— BEGIN Data supplied —
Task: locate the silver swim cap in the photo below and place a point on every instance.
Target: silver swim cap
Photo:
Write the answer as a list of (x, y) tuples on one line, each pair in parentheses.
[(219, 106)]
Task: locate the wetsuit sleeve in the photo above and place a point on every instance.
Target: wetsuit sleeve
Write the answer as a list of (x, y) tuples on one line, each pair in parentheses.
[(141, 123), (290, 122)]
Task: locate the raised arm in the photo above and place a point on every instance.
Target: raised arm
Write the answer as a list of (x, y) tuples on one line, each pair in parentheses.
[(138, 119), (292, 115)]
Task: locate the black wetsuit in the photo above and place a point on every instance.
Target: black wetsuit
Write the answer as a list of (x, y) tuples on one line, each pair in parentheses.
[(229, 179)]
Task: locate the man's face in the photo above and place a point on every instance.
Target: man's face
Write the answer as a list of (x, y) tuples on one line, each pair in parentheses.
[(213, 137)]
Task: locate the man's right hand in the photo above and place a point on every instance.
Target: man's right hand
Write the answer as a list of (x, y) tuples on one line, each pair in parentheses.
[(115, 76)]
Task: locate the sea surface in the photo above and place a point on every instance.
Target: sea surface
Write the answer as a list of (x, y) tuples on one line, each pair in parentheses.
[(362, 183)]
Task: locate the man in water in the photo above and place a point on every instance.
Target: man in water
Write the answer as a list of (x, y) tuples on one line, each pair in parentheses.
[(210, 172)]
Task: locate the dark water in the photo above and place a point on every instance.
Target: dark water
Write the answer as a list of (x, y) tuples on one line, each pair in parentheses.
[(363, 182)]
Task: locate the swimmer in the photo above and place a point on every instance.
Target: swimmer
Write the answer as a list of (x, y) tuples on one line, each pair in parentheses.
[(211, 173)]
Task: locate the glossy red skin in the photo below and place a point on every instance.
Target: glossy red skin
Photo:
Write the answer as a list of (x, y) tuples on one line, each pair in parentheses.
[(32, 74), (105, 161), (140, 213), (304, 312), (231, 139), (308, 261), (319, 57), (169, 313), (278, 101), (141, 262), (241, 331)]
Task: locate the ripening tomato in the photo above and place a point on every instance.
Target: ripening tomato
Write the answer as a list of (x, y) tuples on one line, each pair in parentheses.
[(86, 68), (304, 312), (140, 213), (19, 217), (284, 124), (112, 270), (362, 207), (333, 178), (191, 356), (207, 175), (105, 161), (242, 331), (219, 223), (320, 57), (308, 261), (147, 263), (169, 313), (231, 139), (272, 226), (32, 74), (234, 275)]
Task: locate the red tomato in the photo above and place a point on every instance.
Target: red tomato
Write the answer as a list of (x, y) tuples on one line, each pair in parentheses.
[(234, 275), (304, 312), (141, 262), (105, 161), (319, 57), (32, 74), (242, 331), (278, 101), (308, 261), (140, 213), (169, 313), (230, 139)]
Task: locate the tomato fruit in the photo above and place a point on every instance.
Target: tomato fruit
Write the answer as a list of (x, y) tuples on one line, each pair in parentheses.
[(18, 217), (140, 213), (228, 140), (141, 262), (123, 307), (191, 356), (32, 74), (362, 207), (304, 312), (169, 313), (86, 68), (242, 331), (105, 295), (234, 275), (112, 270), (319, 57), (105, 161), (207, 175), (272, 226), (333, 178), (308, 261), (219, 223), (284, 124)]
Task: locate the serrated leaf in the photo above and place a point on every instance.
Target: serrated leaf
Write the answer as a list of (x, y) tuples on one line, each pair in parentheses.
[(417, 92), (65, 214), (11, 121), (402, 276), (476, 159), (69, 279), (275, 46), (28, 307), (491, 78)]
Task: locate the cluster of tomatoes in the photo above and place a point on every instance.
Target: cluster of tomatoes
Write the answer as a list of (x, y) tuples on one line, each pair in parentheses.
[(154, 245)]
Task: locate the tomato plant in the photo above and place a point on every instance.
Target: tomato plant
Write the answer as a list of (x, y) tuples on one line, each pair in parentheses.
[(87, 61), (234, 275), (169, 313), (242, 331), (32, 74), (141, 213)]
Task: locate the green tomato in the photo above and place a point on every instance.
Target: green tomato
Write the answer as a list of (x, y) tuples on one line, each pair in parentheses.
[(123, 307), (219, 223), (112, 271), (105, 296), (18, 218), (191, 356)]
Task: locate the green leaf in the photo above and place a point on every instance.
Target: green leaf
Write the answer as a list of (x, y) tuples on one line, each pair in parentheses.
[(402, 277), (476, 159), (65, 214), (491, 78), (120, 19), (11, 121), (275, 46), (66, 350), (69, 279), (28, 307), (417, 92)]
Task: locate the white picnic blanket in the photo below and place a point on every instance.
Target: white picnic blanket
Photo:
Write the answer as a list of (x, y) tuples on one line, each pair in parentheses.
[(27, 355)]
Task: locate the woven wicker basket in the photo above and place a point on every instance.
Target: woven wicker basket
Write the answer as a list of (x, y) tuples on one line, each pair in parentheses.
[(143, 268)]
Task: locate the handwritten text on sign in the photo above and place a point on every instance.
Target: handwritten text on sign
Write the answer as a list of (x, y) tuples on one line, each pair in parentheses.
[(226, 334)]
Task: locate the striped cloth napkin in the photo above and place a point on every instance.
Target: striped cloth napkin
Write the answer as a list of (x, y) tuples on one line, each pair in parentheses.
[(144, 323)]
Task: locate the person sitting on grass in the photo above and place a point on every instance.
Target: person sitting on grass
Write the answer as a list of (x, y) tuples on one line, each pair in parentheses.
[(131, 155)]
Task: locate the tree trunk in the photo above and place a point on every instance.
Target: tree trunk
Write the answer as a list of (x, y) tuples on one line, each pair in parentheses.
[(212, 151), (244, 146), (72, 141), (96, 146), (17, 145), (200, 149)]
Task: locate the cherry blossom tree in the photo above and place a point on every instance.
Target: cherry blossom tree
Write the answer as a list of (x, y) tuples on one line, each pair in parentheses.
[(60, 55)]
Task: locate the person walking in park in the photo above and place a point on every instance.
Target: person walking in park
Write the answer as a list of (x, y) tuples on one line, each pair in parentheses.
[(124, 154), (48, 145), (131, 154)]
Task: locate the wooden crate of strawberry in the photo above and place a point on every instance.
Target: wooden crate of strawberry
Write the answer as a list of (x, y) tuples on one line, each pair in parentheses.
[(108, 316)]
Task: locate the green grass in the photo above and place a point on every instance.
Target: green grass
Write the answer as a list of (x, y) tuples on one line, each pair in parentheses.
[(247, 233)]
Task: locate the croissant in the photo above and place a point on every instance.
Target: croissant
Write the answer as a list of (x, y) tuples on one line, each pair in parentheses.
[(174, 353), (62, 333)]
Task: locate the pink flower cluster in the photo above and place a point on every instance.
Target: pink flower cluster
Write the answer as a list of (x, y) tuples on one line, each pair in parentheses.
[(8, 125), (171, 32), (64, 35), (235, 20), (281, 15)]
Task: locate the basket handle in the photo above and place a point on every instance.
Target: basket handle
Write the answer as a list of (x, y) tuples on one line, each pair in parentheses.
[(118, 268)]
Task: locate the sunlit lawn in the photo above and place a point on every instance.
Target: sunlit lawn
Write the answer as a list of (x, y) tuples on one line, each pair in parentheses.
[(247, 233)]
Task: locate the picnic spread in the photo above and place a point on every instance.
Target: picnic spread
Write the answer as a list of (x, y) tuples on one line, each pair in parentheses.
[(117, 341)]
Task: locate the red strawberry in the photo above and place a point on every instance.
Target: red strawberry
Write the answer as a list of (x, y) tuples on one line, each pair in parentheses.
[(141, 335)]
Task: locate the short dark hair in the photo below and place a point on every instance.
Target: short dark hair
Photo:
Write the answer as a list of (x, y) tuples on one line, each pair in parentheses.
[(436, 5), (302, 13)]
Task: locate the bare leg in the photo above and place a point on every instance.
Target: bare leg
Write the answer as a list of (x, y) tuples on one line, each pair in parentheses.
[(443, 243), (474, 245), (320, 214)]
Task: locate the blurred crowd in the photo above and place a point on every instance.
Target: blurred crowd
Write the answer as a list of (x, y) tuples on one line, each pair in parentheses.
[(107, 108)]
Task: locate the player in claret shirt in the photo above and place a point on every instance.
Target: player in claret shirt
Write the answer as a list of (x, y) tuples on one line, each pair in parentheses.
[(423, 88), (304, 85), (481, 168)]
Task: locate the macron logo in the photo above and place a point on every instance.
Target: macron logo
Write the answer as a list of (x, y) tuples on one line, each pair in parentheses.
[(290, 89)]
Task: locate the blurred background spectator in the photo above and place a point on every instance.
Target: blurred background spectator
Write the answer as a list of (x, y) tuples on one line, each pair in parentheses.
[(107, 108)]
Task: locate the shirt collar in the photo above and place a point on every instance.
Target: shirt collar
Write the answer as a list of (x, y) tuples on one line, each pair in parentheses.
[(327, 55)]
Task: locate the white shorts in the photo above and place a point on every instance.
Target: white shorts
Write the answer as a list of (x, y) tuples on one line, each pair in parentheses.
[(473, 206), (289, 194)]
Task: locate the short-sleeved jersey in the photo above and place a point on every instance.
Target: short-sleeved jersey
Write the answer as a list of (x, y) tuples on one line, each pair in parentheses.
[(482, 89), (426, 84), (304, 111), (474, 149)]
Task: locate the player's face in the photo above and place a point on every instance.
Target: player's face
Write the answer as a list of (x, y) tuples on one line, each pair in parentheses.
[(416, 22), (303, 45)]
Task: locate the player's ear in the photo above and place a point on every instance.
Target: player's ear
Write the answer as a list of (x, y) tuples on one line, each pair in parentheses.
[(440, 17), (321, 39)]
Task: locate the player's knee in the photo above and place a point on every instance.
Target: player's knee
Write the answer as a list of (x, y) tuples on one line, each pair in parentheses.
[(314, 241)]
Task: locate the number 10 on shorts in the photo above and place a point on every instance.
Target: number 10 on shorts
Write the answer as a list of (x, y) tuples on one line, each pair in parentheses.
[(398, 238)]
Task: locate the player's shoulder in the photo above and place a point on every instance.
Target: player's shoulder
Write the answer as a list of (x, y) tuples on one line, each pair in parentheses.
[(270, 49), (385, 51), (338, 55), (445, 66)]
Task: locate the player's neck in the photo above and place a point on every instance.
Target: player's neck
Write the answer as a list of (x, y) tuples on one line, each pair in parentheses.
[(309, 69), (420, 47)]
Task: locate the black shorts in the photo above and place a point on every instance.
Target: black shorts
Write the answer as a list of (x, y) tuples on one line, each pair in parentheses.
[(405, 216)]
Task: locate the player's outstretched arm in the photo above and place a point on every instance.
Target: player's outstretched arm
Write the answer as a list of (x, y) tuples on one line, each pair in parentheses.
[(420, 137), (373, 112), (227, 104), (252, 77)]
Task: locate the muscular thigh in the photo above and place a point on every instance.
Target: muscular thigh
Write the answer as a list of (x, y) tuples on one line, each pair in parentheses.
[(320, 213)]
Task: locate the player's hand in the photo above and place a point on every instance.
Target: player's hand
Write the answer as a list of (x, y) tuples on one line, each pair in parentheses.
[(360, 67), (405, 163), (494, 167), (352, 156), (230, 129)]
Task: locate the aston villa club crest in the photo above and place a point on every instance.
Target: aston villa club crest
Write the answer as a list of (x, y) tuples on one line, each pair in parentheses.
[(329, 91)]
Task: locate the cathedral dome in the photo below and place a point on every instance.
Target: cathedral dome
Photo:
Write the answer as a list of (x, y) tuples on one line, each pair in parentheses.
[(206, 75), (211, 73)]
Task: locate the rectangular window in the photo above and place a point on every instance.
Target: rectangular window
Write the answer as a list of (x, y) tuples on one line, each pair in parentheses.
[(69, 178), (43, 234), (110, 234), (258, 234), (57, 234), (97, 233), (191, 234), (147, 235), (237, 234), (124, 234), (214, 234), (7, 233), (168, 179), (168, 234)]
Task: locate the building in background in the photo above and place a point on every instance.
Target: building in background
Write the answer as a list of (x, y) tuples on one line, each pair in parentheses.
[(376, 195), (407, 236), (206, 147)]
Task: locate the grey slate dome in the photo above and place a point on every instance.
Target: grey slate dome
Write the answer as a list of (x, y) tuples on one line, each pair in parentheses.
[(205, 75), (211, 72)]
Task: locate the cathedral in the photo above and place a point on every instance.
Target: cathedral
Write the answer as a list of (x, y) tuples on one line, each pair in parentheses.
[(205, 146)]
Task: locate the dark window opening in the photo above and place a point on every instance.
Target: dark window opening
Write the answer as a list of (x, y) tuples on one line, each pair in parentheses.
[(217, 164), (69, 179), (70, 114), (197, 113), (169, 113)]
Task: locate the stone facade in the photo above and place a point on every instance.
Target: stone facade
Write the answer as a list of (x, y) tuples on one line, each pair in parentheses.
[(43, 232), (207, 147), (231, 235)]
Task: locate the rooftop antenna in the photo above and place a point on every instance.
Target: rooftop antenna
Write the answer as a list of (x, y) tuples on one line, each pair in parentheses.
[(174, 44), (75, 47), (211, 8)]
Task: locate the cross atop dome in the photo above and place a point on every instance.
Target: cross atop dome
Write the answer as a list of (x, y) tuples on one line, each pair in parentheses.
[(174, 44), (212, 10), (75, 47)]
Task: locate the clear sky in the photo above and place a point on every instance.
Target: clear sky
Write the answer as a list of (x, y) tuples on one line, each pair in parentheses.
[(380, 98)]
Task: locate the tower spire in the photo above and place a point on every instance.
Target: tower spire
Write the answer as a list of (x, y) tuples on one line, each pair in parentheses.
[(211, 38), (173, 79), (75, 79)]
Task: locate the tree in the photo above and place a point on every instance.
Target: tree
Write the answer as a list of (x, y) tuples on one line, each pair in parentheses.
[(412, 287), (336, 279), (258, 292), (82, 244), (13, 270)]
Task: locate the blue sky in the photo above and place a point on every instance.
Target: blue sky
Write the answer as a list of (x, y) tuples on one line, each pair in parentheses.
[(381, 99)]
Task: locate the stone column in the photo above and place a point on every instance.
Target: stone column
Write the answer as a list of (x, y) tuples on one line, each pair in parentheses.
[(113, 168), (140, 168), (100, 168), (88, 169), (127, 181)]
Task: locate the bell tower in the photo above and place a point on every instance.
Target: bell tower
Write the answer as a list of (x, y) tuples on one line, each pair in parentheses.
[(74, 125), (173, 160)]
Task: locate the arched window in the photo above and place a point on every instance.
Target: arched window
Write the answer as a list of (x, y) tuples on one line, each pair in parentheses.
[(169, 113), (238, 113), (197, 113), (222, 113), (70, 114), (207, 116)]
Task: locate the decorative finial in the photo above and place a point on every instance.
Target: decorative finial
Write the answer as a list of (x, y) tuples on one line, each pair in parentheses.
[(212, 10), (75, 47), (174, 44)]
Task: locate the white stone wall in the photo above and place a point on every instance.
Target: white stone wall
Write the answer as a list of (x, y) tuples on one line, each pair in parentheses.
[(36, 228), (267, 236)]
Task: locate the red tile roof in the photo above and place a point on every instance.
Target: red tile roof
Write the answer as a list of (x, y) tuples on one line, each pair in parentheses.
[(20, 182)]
— END Data supplied —
▶ [Exercise objective]:
Reproduce, word for word, only the lines from the one that contains "Task: locate the clear" through the final line.

▶ [Solution for this problem]:
Task: locate the clear sky in the photo above and place a point on every instance.
Target: clear sky
Write the answer as a list of (x, y) tuples on one line, each pair in parentheses.
[(380, 98)]
Task: locate the tower spire in the photo above and place a point on every instance.
Target: tower spire
Write the answer as a list of (x, y) tuples on one line, each pair in parentheses.
[(211, 38), (173, 79), (75, 79)]
Task: locate the tree in the photo above and place a point on every instance.
Target: tree
Write the answer as a list of (x, y) tuples on one line, each pair in parentheses.
[(412, 287), (336, 279), (258, 292), (82, 244), (13, 270)]
Task: locate the blue sky in the photo above and place a point on every instance.
Target: blue sky
Write the answer as a list of (x, y) tuples on one line, each pair in parentheses.
[(381, 99)]
Task: locate the stone column in the photo above and place a point on every instance.
Target: stone column
Write the answer as a list of (x, y) tuples on one line, each pair in parentheses.
[(113, 168), (140, 168), (100, 168), (88, 169), (127, 181)]
Task: locate the bell tower in the photo above and place a point on every instance.
Target: bell tower
Write the answer as a list of (x, y) tuples on one line, each pair in parentheses.
[(74, 125), (173, 160)]
Task: locate the arched window in the photo above and place a point on every instance.
Target: arched window
Write the answer as a list of (x, y) tuples on one line, each pair in parentheses.
[(169, 113), (238, 113), (197, 113), (222, 113), (70, 114), (207, 116)]
Task: locate the decorative finial in the photo above and place a point on every instance.
Target: decorative finial
Write the answer as a list of (x, y) tuples on one line, each pair in parentheses.
[(212, 10), (75, 47), (174, 44)]
Task: locate the white stone wall in the photo above and place a point on every instance.
Target: white stone wall
Write the answer as a list of (x, y) tuples on one line, each pair in parentheses.
[(36, 228), (267, 236)]
Task: locate the red tile roof in the photo above and place a point on every instance.
Target: red tile roof
Write the answer as a list of (x, y) tuples on one line, each pair in parentheses.
[(20, 182)]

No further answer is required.